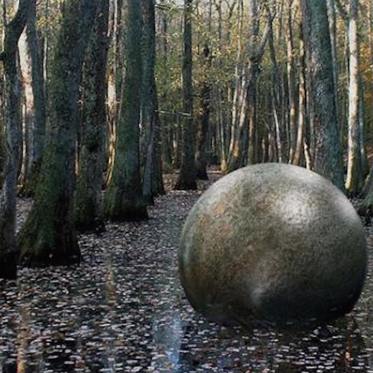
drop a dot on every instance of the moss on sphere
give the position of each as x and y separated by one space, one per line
273 242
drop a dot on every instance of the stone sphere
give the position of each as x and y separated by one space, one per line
273 242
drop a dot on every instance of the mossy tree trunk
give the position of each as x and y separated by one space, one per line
187 176
124 198
328 155
204 118
48 236
354 179
35 114
8 249
88 209
153 180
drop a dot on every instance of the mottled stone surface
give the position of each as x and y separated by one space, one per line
272 242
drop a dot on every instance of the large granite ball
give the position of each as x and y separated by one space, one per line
273 242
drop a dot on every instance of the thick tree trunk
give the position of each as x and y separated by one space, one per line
124 197
8 247
204 118
153 178
88 209
291 83
354 175
327 157
302 106
187 176
243 141
31 60
48 236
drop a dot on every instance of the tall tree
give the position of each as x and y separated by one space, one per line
244 109
48 236
187 175
327 157
124 198
88 209
153 181
31 61
354 174
13 31
204 116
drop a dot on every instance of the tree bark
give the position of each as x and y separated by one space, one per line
203 118
35 109
150 122
124 197
354 175
49 236
8 246
88 201
327 157
187 176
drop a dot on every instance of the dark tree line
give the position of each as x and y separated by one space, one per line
110 94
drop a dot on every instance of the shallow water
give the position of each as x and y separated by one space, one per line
123 310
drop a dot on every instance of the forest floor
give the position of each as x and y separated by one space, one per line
123 310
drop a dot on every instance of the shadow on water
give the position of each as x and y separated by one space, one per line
123 310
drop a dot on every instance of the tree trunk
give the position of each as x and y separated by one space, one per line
48 236
124 198
88 209
204 118
8 249
327 157
153 178
354 176
302 106
187 175
35 109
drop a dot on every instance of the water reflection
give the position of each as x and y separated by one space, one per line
123 310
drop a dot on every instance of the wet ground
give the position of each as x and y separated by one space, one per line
123 310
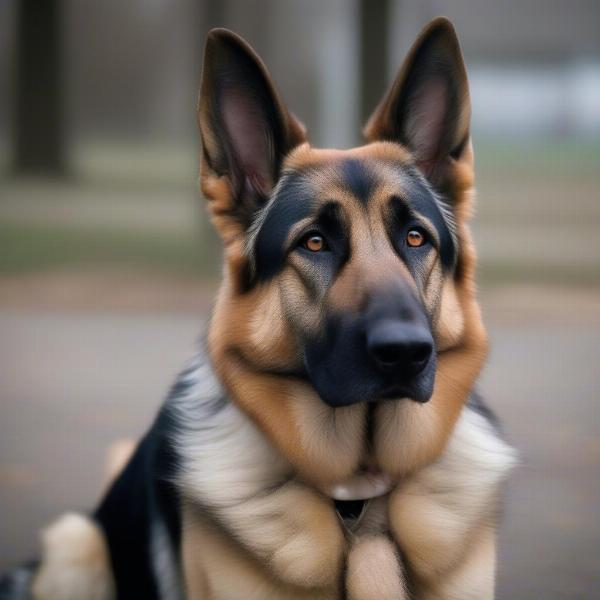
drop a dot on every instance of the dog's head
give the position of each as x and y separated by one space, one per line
348 272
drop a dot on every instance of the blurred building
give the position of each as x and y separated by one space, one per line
131 69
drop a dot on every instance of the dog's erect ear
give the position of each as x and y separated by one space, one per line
428 108
245 128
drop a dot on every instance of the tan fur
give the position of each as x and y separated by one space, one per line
217 569
75 563
374 571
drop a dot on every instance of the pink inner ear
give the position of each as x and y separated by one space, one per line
425 124
250 138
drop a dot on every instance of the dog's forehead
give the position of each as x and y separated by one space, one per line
357 173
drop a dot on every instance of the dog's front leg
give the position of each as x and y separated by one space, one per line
292 532
374 570
443 517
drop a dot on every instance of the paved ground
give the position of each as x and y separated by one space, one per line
71 382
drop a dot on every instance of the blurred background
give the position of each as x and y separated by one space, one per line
108 265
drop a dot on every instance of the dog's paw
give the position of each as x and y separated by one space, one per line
75 562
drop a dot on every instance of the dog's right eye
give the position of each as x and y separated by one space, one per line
314 242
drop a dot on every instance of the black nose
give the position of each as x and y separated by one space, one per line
399 346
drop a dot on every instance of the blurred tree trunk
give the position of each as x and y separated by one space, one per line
38 126
374 26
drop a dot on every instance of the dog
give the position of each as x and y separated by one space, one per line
326 442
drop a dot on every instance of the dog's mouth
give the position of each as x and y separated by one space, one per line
352 495
350 511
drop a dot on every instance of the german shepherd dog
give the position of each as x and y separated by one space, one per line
326 441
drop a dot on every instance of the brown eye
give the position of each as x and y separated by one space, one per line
314 243
415 238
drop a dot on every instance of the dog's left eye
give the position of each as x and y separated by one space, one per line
415 238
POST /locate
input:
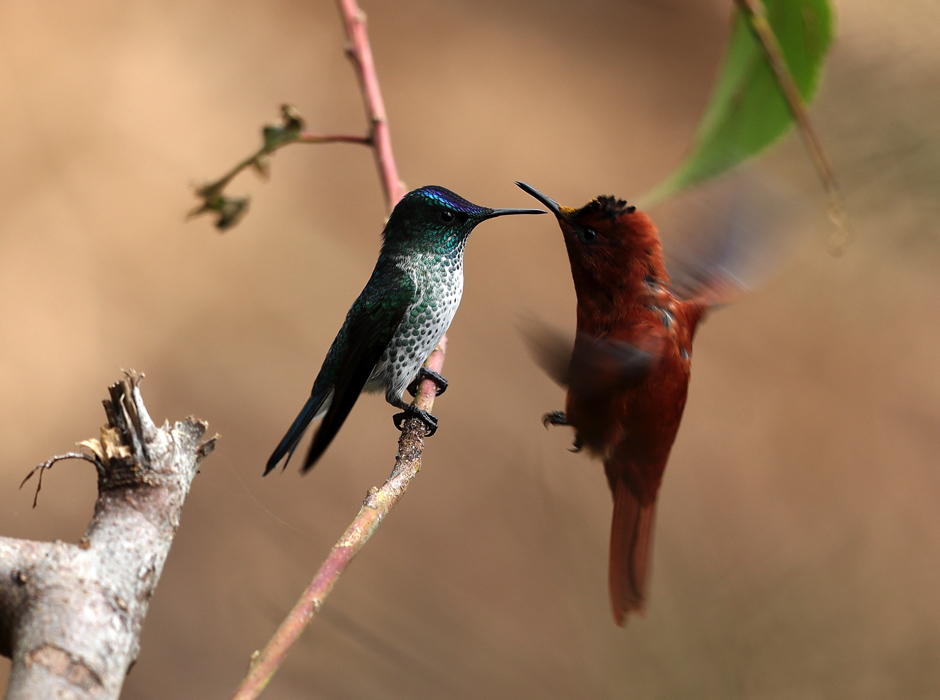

§ **PROBLEM TO WORK ON**
Rewrite the stretch from the line containing "drop a dot on every instance of the german" through the end of the items, keeping the requests, increasing every coordinate in the answers by 138, and omitting the pictures.

§ **RESPONSE TO THE TASK**
drop a dot on every instance of the german shepherd dog
give the position of each as x and y separated by one space, one per line
464 579
drop a dot on every instance of the brown eye
give the position of each as x and y separated by one space, one per line
452 381
553 376
drop a dot on every instance of the dog's left eye
give the position of each as x and y separated by one space, one per line
553 376
POST /locate
input:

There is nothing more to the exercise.